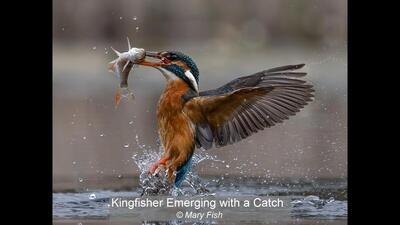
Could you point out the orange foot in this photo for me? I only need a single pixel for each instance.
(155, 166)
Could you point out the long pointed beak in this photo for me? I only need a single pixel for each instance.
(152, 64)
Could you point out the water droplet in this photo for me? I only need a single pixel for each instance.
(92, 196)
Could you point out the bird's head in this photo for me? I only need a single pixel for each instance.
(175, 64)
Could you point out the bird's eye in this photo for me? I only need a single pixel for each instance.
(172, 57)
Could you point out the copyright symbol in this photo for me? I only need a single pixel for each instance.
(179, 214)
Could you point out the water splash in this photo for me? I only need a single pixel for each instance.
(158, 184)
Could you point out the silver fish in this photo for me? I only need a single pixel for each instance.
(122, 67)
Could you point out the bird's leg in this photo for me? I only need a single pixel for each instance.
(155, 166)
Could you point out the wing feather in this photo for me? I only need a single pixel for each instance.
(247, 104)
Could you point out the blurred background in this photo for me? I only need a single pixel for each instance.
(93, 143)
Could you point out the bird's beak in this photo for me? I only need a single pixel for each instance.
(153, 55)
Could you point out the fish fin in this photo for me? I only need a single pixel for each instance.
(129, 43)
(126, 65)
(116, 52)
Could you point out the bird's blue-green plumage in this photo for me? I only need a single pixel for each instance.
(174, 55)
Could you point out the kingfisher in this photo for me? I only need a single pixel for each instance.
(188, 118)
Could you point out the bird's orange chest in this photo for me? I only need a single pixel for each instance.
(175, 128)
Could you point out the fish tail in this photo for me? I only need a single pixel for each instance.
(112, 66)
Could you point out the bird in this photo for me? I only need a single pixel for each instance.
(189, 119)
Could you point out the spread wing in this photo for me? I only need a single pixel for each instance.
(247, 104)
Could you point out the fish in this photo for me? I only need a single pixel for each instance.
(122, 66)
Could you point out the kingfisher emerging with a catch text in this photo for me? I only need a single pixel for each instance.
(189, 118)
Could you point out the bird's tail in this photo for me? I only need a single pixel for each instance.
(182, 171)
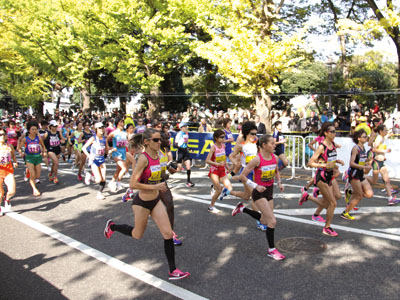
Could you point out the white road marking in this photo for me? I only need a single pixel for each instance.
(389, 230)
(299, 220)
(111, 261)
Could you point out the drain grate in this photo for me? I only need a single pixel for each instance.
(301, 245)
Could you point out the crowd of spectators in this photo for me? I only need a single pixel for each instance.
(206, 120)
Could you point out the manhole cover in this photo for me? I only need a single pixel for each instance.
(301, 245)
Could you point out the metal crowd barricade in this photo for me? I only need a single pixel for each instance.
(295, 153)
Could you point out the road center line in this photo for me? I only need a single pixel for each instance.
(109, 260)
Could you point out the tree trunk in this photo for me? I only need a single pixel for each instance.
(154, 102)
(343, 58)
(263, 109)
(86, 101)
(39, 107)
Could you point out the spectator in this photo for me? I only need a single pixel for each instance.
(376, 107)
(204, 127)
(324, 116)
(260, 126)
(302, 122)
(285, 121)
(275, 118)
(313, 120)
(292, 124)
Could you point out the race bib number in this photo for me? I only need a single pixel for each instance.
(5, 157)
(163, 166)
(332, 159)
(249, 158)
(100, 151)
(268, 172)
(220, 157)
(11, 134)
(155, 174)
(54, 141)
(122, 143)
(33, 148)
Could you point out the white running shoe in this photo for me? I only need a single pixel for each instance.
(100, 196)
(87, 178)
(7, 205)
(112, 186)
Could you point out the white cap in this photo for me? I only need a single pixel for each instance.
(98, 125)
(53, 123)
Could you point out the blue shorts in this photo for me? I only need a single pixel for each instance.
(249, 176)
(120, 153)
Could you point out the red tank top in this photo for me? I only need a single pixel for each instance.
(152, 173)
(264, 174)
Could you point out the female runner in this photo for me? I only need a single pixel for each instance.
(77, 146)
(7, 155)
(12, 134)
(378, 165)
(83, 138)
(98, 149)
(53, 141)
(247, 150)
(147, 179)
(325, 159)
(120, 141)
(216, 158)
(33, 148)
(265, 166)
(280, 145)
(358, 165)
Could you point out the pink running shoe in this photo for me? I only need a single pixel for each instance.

^^^^

▶ Problem to work on:
The answer is the full listing above, repeated exactly, with its pictures removed.

▶ Exercise solution:
Could you point out the orange foot in this photo for me? I only need a single pixel for each instance.
(155, 166)
Could you point out the long pointed beak in this photo for me? I only need a single pixel for each instance.
(152, 64)
Could you point out the water droplet in this photo for me? I only need a single pixel for each instance.
(92, 196)
Could you point out the bird's head in this photo for me? I only need a single pixel for each instance.
(175, 64)
Could you point out the bird's eye in this photo for me? I only need a single pixel for each instance.
(172, 57)
Could you point out the copyright symbol in this photo for me? I only need a single pixel for each instance.
(179, 214)
Could you point out the water splash in this photo for me? I only need a single pixel for each instance.
(158, 184)
Could you point out the silver fish in this photo for me? I only need a single pixel for each instance.
(122, 67)
Could you point out the bird's leg in this photo for me? I only need a single pixel for each instance.
(155, 166)
Could you point out the wing feather in this photo for me? I only need a single pixel for each instance.
(247, 104)
Could you point out the blurred background in this photo for me? I only need a single pixel for each instance.
(93, 143)
Could you point out the bird's beak in this photo for me? I only need a single pixel for each instance.
(153, 55)
Could you point out the fish fin in this photo for me? I only need a single pixel for each instance.
(129, 43)
(126, 65)
(116, 52)
Could you point out the bird's blue-green plumage in this photo for me? I only need a single pixel for each instance.
(174, 55)
Could you point out the kingfisher in this photo for me? I only need a single pixel for each instance.
(188, 118)
Could you point out the bird's orange chest in this photo for me? I only need a single pixel for each instance.
(175, 128)
Could you point out the fish tail in this photo for me? I only need a single pixel for each instance.
(112, 66)
Could you point out the bird in this photo for me? I only need a single pixel for each instance.
(189, 119)
Could you point out the spread wing in this photo for me? I only need a single pixel for each instance.
(247, 104)
Could you point out the fish in this photo for me? I only need a single pixel for each instance.
(122, 66)
Could you point out the kingfisher emerging with a catch text in this photo for me? I only need a single pixel for each instance.
(189, 118)
Could you point out the bird's tail in this photo for me? I only need a single pixel for each instance.
(182, 171)
Could you point out the white road marking in this photo for me? I only need a single pixel for each instance.
(389, 230)
(299, 220)
(111, 261)
Could you point out the drain grate in this photo for me? I only need a single pixel for each instance.
(301, 245)
Could you point out the crowd of spectators in this photo for me? I only need a single pixel for each instance.
(206, 120)
Could you point out the manhole cover in this photo for me? I only need a single pixel for each instance.
(301, 245)
Could you point out the metal crowd barricade in this photo for me? I only need a single pixel for each instance.
(295, 153)
Could you point out the road center line in this photo for me? I only need a single pixel for each instance.
(109, 260)
Could you point out the tree trunk in this photo for me? I only need a single pixel for each instance.
(154, 102)
(343, 58)
(263, 109)
(86, 101)
(39, 107)
Could you point out the spectator in this photo for me? I only need a single pixel for each instance.
(376, 107)
(204, 127)
(324, 116)
(260, 126)
(302, 122)
(285, 121)
(275, 118)
(313, 120)
(292, 124)
Could you point out the race bib number in this photo for me? I only need a single pixel for each instance.
(5, 157)
(163, 166)
(332, 159)
(249, 158)
(100, 151)
(268, 172)
(220, 157)
(11, 134)
(155, 174)
(54, 141)
(122, 143)
(33, 148)
Could you point out the white running shoe in this photo for me? I only need a single pixel for each instance.
(100, 196)
(87, 178)
(7, 205)
(112, 186)
Could you point out the white cap in this photo for me? I only need a single pixel for each instance.
(98, 125)
(53, 123)
Could you point out the blue shorts in this photo for me? I only need a single pixel for each instance.
(249, 176)
(120, 153)
Could you point out the red tank top in this photo for me? I only need a single pixel for each instance.
(152, 173)
(264, 174)
Could you point out the female runner in this photo for me? I only need a single pixel for each instance.
(77, 146)
(7, 155)
(12, 134)
(378, 165)
(83, 138)
(98, 149)
(53, 141)
(247, 150)
(147, 179)
(325, 159)
(120, 141)
(216, 158)
(33, 148)
(265, 166)
(280, 145)
(358, 165)
Could you point out the pink running shoe in this photo for me? I only need a single pixel for each instance.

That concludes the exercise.